→ **OBJECTIVE**:
In the data below, find the line containing "Target: short grey hair"; reproduce that line and all subsequent lines exactly, and nothing else.

* * * *

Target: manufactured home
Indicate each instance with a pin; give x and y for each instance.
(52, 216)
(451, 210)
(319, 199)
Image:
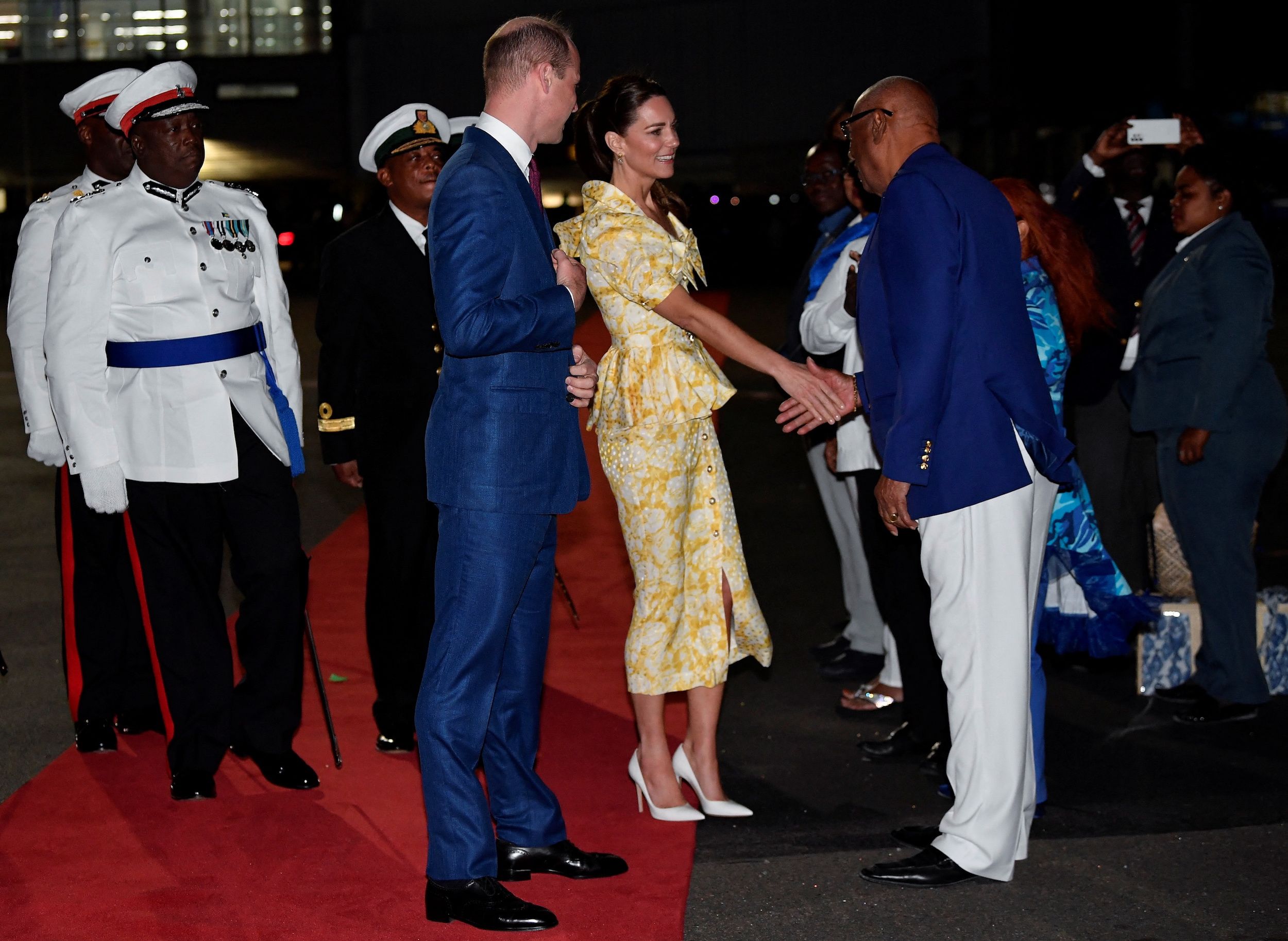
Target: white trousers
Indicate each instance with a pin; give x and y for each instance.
(985, 564)
(841, 505)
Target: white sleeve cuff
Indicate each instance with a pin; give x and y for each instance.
(1093, 168)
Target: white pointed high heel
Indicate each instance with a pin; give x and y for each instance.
(686, 811)
(715, 809)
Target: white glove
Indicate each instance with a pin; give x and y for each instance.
(105, 488)
(47, 446)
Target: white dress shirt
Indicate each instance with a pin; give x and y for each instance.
(415, 230)
(1145, 207)
(29, 293)
(130, 266)
(826, 328)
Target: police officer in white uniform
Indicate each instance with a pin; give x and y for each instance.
(105, 652)
(176, 382)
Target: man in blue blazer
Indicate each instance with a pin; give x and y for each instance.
(504, 457)
(970, 451)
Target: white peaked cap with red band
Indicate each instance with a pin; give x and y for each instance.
(93, 97)
(163, 91)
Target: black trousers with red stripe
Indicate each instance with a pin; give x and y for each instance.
(179, 533)
(106, 657)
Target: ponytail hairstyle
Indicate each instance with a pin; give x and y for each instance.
(615, 110)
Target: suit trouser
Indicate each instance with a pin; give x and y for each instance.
(106, 657)
(179, 532)
(865, 628)
(985, 564)
(481, 695)
(905, 600)
(1212, 506)
(402, 540)
(1122, 478)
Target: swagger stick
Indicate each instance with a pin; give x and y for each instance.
(563, 589)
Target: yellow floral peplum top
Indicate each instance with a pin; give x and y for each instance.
(655, 374)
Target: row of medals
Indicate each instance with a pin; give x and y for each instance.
(231, 227)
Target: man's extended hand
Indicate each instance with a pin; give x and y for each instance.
(893, 505)
(583, 379)
(796, 418)
(347, 473)
(1112, 143)
(571, 275)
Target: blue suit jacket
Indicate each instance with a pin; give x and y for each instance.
(501, 437)
(950, 358)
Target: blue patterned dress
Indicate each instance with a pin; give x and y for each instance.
(1086, 603)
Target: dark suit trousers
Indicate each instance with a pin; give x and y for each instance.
(106, 656)
(903, 599)
(1212, 506)
(179, 532)
(481, 695)
(1122, 478)
(402, 538)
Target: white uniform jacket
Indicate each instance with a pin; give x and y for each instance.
(27, 297)
(826, 328)
(134, 263)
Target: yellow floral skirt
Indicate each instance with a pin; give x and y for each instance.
(676, 514)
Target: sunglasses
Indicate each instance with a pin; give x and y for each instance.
(852, 119)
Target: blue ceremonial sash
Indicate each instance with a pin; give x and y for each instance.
(190, 351)
(833, 251)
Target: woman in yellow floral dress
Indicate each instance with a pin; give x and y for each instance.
(694, 609)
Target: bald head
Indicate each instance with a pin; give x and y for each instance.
(900, 116)
(521, 45)
(910, 101)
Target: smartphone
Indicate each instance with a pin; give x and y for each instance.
(1162, 130)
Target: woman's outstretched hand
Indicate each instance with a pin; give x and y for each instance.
(798, 415)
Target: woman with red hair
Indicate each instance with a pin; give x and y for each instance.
(1085, 603)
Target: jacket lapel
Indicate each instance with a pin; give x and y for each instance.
(485, 142)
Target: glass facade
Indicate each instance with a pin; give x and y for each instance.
(49, 30)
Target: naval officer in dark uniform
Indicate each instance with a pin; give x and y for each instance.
(378, 372)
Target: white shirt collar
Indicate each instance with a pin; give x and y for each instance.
(1191, 238)
(415, 230)
(505, 135)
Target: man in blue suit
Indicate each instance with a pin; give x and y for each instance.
(504, 457)
(970, 451)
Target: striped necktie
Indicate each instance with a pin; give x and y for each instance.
(1135, 232)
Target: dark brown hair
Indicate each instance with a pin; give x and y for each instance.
(1065, 258)
(519, 47)
(615, 110)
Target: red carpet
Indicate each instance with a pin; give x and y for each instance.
(93, 847)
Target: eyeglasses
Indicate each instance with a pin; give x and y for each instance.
(852, 119)
(821, 177)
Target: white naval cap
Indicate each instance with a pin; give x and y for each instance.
(163, 91)
(93, 97)
(406, 129)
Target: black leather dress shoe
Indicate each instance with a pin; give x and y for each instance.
(827, 652)
(916, 837)
(518, 863)
(485, 904)
(94, 735)
(853, 664)
(192, 785)
(138, 721)
(1209, 711)
(1185, 694)
(897, 744)
(285, 770)
(928, 869)
(396, 744)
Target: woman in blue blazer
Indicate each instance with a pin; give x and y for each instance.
(1205, 388)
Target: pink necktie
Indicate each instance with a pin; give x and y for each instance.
(535, 182)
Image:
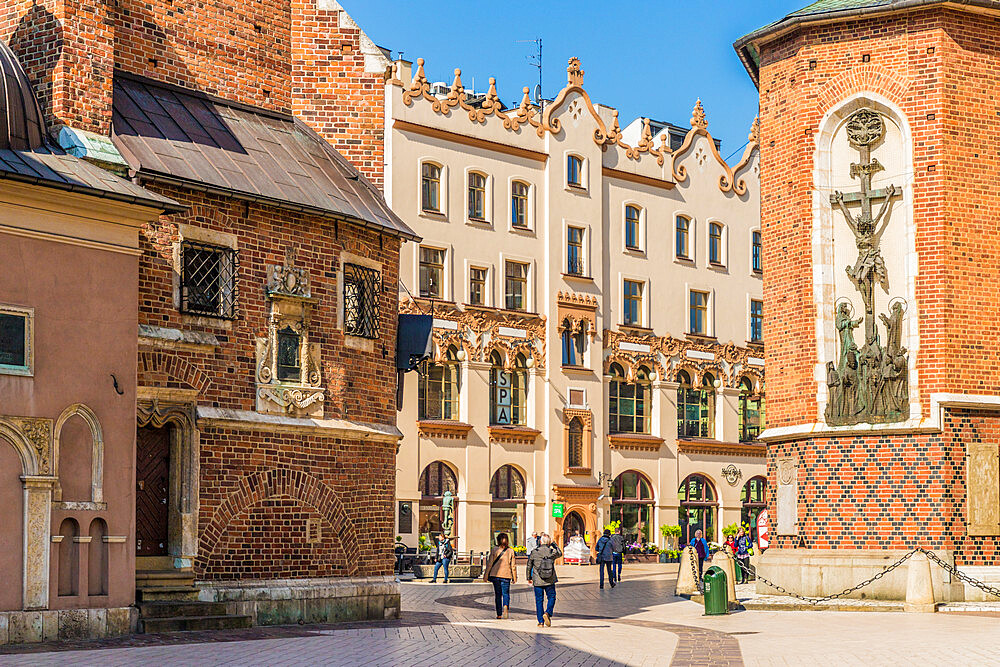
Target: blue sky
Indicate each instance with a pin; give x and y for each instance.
(645, 59)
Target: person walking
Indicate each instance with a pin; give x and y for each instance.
(605, 558)
(701, 548)
(500, 572)
(445, 552)
(541, 573)
(743, 546)
(617, 553)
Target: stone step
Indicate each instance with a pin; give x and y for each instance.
(171, 608)
(189, 623)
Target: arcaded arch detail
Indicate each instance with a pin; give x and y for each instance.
(97, 453)
(296, 484)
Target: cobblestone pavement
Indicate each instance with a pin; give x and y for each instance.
(637, 623)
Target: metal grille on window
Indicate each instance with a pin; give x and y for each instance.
(362, 289)
(208, 280)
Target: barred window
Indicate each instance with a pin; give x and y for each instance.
(362, 288)
(208, 280)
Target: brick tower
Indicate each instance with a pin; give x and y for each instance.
(879, 214)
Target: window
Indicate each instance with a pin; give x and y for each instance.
(477, 196)
(632, 504)
(574, 171)
(430, 187)
(362, 292)
(698, 506)
(756, 253)
(208, 280)
(519, 204)
(632, 227)
(508, 391)
(751, 412)
(16, 338)
(629, 403)
(477, 286)
(715, 243)
(683, 228)
(632, 302)
(574, 251)
(695, 407)
(698, 320)
(574, 341)
(516, 286)
(756, 320)
(431, 272)
(575, 445)
(439, 389)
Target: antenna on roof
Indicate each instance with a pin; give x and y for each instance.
(536, 61)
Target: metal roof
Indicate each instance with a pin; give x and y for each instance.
(177, 135)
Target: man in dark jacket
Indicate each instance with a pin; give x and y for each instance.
(605, 557)
(542, 574)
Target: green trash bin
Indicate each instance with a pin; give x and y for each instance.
(716, 595)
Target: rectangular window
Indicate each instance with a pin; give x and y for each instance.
(477, 286)
(699, 312)
(362, 290)
(632, 302)
(15, 341)
(432, 273)
(516, 286)
(756, 320)
(574, 251)
(208, 280)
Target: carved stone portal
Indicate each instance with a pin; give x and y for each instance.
(868, 384)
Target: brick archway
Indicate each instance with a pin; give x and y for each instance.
(292, 483)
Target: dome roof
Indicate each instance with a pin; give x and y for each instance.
(22, 127)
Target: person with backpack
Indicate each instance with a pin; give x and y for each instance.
(542, 574)
(445, 552)
(500, 572)
(605, 558)
(617, 553)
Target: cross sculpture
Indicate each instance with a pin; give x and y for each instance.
(870, 384)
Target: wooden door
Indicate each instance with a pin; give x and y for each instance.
(152, 475)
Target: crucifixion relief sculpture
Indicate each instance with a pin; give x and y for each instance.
(868, 384)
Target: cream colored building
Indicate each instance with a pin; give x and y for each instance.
(588, 285)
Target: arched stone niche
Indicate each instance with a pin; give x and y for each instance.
(834, 245)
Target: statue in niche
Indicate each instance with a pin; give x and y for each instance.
(871, 383)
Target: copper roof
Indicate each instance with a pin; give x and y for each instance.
(176, 135)
(27, 155)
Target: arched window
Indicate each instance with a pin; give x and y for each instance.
(574, 171)
(507, 506)
(519, 204)
(435, 480)
(430, 187)
(682, 237)
(477, 196)
(698, 506)
(632, 227)
(753, 499)
(508, 391)
(439, 388)
(751, 412)
(575, 445)
(715, 243)
(632, 504)
(629, 403)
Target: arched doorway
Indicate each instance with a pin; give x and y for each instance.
(507, 506)
(699, 505)
(435, 480)
(632, 504)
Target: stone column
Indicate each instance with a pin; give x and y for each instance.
(37, 529)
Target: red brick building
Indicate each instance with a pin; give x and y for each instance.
(267, 309)
(925, 472)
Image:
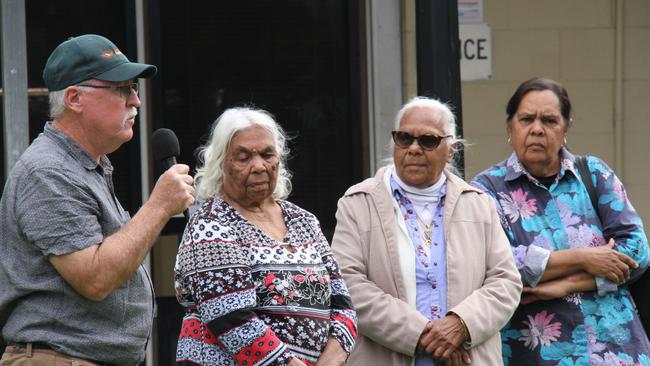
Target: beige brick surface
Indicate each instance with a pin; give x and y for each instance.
(593, 106)
(560, 13)
(637, 13)
(597, 144)
(519, 55)
(495, 13)
(636, 111)
(636, 45)
(636, 162)
(587, 54)
(484, 105)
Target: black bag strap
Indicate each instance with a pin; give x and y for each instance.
(583, 169)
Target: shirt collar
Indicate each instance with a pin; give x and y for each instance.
(515, 169)
(399, 193)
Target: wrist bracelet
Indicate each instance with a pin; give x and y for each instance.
(465, 330)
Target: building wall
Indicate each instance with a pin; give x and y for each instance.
(573, 42)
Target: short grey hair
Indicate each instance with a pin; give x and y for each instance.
(448, 118)
(57, 103)
(209, 175)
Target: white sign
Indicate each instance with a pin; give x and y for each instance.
(470, 11)
(475, 51)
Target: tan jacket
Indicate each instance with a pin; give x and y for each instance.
(377, 260)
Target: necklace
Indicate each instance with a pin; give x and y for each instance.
(426, 229)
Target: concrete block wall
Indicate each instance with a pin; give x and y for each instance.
(572, 42)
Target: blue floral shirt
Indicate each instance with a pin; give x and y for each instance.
(585, 328)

* * * *

→ **WRITTEN RESPONSE**:
Target: short grey hair
Indicate each instance with a pin; give x and y for each instance.
(448, 118)
(57, 103)
(209, 175)
Target: white sign
Indicate each instance with a pin; give x and y for each instance.
(470, 11)
(475, 51)
Target: tan jacket
Indicate each instance with a pin; give x and y for each instance.
(377, 260)
Target: necklace
Indicate each instance with a pin; give x and y for each instance.
(426, 229)
Target: concrete block wall
Indicate each instance with a pin; give x and y for each instance.
(572, 42)
Target: blue floral shirt
Indicate each instance with a pin; give x and y for each instance.
(585, 328)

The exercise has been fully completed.